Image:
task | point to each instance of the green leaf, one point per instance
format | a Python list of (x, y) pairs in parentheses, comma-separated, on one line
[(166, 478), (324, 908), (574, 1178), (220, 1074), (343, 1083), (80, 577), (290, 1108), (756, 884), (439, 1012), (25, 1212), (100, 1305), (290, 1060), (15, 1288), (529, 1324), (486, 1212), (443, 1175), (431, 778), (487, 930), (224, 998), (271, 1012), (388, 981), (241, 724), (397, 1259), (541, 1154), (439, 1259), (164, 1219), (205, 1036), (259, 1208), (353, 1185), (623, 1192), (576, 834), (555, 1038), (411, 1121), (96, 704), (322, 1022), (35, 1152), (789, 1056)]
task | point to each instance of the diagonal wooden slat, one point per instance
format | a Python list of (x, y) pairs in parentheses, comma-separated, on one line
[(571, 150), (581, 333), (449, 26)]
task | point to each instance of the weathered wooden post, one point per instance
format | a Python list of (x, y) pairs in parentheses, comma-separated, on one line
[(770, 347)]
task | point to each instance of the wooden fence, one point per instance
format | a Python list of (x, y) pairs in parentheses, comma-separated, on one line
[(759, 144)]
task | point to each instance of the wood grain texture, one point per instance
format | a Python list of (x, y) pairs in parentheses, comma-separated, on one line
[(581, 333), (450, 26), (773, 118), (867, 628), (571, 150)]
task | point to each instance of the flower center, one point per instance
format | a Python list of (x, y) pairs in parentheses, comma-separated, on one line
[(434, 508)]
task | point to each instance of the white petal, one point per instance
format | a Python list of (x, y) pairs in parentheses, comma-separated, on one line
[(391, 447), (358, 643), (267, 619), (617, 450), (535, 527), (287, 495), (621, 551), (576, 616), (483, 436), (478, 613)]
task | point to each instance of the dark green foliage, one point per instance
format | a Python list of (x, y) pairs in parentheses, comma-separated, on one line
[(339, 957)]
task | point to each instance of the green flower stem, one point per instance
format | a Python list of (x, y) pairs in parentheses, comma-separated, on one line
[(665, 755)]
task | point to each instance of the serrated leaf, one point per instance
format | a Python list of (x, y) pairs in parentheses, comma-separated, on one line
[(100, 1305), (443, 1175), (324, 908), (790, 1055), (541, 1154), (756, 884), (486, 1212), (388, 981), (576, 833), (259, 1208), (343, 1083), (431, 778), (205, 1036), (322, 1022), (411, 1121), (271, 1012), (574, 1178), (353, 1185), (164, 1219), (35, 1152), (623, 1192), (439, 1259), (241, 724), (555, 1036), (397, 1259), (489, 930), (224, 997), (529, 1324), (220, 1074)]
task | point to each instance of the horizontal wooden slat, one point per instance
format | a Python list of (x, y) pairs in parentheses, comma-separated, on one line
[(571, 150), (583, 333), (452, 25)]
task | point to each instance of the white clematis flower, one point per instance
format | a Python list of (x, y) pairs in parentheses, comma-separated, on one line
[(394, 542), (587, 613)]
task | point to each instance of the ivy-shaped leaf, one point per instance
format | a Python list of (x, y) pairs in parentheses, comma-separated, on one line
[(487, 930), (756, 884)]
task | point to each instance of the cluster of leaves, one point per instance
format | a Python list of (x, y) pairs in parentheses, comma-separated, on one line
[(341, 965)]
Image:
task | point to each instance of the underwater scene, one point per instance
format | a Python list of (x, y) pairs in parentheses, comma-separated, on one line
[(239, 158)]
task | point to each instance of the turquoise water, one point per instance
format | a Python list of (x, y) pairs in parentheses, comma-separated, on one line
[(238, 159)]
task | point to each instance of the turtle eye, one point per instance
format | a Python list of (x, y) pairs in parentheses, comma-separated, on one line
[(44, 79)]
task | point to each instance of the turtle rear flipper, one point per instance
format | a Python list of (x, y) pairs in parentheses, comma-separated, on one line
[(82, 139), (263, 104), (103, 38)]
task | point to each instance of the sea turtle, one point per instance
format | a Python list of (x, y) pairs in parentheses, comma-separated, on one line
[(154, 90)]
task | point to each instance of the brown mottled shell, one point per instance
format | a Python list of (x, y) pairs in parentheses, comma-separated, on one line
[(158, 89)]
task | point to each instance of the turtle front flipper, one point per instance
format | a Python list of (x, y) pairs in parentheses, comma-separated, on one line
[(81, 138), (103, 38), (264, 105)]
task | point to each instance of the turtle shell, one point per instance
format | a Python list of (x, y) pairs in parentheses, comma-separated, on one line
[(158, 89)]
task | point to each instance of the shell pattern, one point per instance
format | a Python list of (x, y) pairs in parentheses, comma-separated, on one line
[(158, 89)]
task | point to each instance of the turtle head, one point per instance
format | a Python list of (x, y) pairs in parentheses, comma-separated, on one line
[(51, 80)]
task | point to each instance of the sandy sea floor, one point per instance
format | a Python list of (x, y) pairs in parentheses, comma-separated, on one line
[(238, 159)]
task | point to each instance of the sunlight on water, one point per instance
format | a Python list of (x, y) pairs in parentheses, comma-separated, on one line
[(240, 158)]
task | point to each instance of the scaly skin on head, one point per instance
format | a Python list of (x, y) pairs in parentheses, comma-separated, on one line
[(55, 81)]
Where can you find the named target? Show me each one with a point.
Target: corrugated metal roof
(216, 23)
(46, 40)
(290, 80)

============================================================

◆ **THE TASK**: Reproduce exactly the entries above, limited to the lines from the one with "task | point to each instance of the diagonal" through the one with "task | point to each instance of the wooden", both included.

◆ **TASK ANSWER**:
task | point to each instance of the diagonal wooden slat, one point per instance
format | a Python list of (x, y) pairs in parentheses, comma-separated, on one line
[(571, 150), (581, 333), (449, 26)]
task | point to each instance of the weathered wooden post, one point per instance
format | a Python list of (x, y) pairs in parentheses, comma-separated, on one line
[(770, 347)]
task | point to each instance of the wooden fence, one point per instance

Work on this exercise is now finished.